■ Fragen zum Text
A - Welche Frage stellt im Text über die Urlaubsfotos einer aus dem Freundeskreis zuerst?
B - Prüfe für jede Aussage, ob sie mit dem Text über die Urlaubsfotos übereinstimmt. (i) Die Freunde sehen sich die Fotos nur flüchtig an. (ii) Bei den Selfies ist der Hintergrund verschwommen. (iii) Die Ausschnitte zeigen deutlich, wohin die Reise ging.
C - Kopiere aus dem Text über die Urlaubsfotos wortgetreu den Abschnitt, der bei den Worten „Positionen - Leopold“ beginnt, und höre nach „sich selbst kommen?“ auf.

■ Extrahierter Text
- - - - -

Positionen - Leopold Neuhold
Zusammenhänge sehen

Zurück von einer Reise: Ein Mann zeigt seinen Freunden die zahlreichen Fotos. Aufmerksam betrachten diese die Aufnahmen. Zahlreiche Selfies, verschwommener Hintergrund, damit das Gesicht zum Tragen kommt, dazu einige herangezoomte Details von Gebäuden und Landschaften, viele Ausschnitte, die aber nicht erkennen lassen, wo die Urlaubsreise hingeführt hat. Fragt einer aus dem Freundeskreis: „Wo ist die Reise hingegangen? War es eine Reise zu dir selbst?“ – Und konnte der Mann überhaupt zu sich selbst kommen?

- - - - -

[Gesammelte Dateneinträge]

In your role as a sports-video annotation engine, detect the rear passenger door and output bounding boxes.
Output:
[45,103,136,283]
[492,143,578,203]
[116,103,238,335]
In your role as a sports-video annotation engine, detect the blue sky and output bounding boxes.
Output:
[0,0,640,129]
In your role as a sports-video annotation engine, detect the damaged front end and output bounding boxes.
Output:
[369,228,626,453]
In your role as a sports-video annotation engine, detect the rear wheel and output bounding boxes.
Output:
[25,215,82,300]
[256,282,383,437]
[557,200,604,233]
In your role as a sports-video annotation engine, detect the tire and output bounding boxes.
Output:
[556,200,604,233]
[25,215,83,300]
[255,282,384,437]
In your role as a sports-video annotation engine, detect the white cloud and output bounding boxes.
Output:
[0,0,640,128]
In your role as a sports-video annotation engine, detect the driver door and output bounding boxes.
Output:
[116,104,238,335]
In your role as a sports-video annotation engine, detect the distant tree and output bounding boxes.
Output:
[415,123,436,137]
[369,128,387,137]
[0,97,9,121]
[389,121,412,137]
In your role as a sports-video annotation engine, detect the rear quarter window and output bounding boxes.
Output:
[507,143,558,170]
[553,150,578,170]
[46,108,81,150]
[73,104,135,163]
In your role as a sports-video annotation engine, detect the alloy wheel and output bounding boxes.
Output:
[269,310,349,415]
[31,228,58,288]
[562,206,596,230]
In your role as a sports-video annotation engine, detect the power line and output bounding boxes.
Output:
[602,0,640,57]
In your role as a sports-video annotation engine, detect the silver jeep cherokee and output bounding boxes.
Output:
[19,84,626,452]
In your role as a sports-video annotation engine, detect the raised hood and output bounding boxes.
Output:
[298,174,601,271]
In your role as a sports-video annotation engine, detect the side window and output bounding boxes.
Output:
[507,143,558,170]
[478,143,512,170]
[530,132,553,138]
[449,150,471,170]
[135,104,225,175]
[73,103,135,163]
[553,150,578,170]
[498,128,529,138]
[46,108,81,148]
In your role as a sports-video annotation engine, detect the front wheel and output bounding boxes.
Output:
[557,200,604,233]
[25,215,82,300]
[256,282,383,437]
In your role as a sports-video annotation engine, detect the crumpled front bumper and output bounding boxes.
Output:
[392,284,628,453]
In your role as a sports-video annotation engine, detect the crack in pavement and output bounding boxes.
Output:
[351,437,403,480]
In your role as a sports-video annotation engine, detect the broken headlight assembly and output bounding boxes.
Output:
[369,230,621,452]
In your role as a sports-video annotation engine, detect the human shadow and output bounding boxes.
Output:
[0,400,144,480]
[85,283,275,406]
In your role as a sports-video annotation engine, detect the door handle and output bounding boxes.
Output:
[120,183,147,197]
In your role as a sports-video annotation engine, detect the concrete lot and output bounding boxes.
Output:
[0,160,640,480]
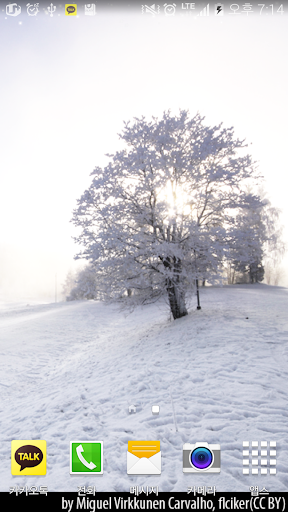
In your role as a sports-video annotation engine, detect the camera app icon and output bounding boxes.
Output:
[183,443,220,473]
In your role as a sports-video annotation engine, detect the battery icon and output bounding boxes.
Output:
[215,4,224,16]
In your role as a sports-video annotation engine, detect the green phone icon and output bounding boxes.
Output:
[70,441,103,475]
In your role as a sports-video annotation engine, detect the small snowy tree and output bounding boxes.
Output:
[62,270,77,298]
[73,111,260,319]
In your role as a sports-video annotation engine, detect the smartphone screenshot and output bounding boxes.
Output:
[0,0,288,506]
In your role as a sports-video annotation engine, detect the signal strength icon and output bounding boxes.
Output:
[215,4,224,16]
[197,4,209,17]
[141,4,160,16]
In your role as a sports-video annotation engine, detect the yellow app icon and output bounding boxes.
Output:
[127,441,161,475]
[65,4,77,16]
[11,439,47,476]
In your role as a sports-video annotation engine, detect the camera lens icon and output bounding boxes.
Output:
[191,446,213,469]
[183,443,221,473]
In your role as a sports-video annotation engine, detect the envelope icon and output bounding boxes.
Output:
[127,441,161,475]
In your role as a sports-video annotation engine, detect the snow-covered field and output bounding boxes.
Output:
[0,285,288,492]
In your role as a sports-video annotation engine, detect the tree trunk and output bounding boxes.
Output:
[167,279,188,320]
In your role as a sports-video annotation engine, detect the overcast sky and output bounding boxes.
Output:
[0,11,288,300]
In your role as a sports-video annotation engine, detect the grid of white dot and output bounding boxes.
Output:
[242,441,276,475]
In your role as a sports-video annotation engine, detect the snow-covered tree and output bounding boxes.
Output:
[229,190,285,283]
[73,111,261,319]
[66,265,99,301]
[62,270,77,298]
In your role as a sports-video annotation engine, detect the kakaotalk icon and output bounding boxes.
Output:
[11,440,46,475]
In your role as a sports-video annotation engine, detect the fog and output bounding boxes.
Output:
[0,12,288,302]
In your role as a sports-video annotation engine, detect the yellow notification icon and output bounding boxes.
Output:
[11,439,46,476]
[65,4,77,16]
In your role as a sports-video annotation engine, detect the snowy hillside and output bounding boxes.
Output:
[0,285,288,492]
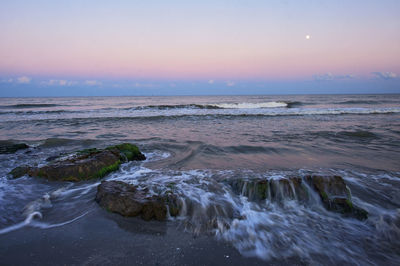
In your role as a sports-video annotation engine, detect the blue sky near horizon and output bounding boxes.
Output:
[0,0,400,97]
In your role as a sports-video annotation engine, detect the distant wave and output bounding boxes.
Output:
[0,103,60,108]
[3,108,400,123]
[337,100,384,104]
[138,104,220,110]
[134,101,294,110]
[0,110,68,115]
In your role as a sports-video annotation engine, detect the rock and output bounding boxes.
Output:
[28,143,145,182]
[96,181,179,221]
[8,165,30,179]
[106,143,146,161]
[305,175,368,220]
[0,140,29,154]
[227,175,368,220]
[228,177,308,201]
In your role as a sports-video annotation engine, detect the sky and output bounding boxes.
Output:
[0,0,400,97]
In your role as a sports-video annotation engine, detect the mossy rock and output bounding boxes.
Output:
[95,181,180,221]
[106,143,146,161]
[28,143,145,182]
[8,165,30,179]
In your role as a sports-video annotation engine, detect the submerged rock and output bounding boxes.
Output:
[0,140,29,154]
[96,181,179,221]
[17,143,146,182]
[305,176,368,220]
[8,165,30,179]
[228,175,368,220]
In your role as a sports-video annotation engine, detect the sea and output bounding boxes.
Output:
[0,94,400,265]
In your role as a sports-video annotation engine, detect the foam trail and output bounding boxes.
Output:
[213,102,288,109]
[0,211,43,235]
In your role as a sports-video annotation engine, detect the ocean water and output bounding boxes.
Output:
[0,95,400,265]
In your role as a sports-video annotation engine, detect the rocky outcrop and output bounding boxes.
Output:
[0,140,29,154]
[96,181,179,221]
[28,151,121,182]
[227,175,368,220]
[9,143,146,182]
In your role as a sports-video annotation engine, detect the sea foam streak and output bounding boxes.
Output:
[209,102,288,109]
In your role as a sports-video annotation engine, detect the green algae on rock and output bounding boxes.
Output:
[226,175,368,220]
[96,181,180,221]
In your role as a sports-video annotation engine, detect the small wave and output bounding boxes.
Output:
[0,103,60,108]
[124,101,290,110]
[141,104,220,110]
[312,130,379,140]
[213,102,288,109]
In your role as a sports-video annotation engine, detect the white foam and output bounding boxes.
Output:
[212,102,287,109]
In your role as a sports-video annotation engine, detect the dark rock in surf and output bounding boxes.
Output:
[305,175,368,220]
[228,177,308,201]
[28,143,146,182]
[0,140,29,154]
[228,175,368,220]
[96,181,179,221]
[8,165,30,179]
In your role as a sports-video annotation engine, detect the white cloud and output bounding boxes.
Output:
[85,80,102,86]
[40,79,78,86]
[226,81,235,87]
[313,72,355,81]
[371,72,397,80]
[17,76,32,84]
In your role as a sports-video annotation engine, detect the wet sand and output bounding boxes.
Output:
[0,208,304,265]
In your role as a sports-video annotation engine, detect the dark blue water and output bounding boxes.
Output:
[0,95,400,264]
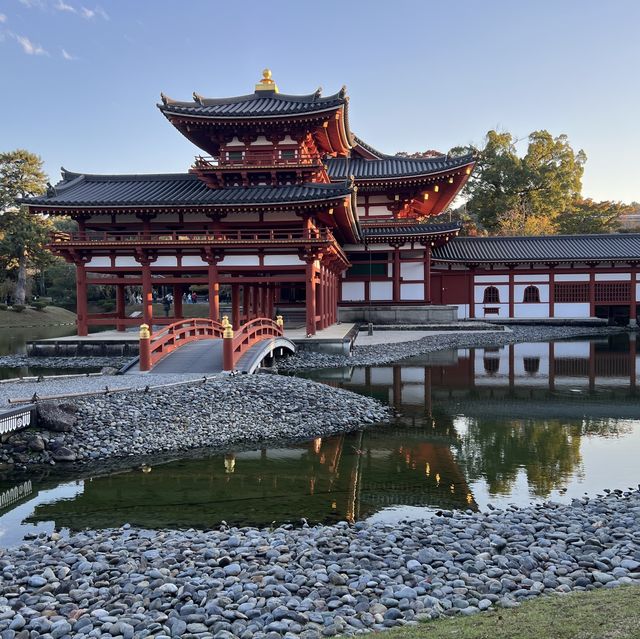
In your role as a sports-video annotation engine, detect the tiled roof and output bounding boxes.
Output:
[433,234,640,263]
[158,89,347,119]
[326,155,474,180]
[25,171,351,206]
[360,222,460,239]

- - - - -

■ Antworten je Aufgabe
A - „Wo ist die Reise hingegangen?“

B -
(i) Nein: „Aufmerksam betrachten diese die Aufnahmen.“
(ii) Ja: „Zahlreiche Selfies, verschwommener Hintergrund, damit das Gesicht zum Tragen kommt“
(iii) Nein: „viele Ausschnitte, die aber nicht erkennen lassen, wo die Urlaubsreise hingeführt hat“

C -
Positionen - Leopold Neuhold
Zusammenhänge sehen

Zurück von einer Reise: Ein Mann zeigt seinen Freunden die zahlreichen Fotos. Aufmerksam betrachten diese die Aufnahmen. Zahlreiche Selfies, verschwommener Hintergrund, damit das Gesicht zum Tragen kommt, dazu einige herangezoomte Details von Gebäuden und Landschaften, viele Ausschnitte, die aber nicht erkennen lassen, wo die Urlaubsreise hingeführt hat. Fragt einer aus dem Freundeskreis: „Wo ist die Reise hingegangen? War es eine Reise zu dir selbst?“ – Und konnte der Mann überhaupt zu sich selbst kommen?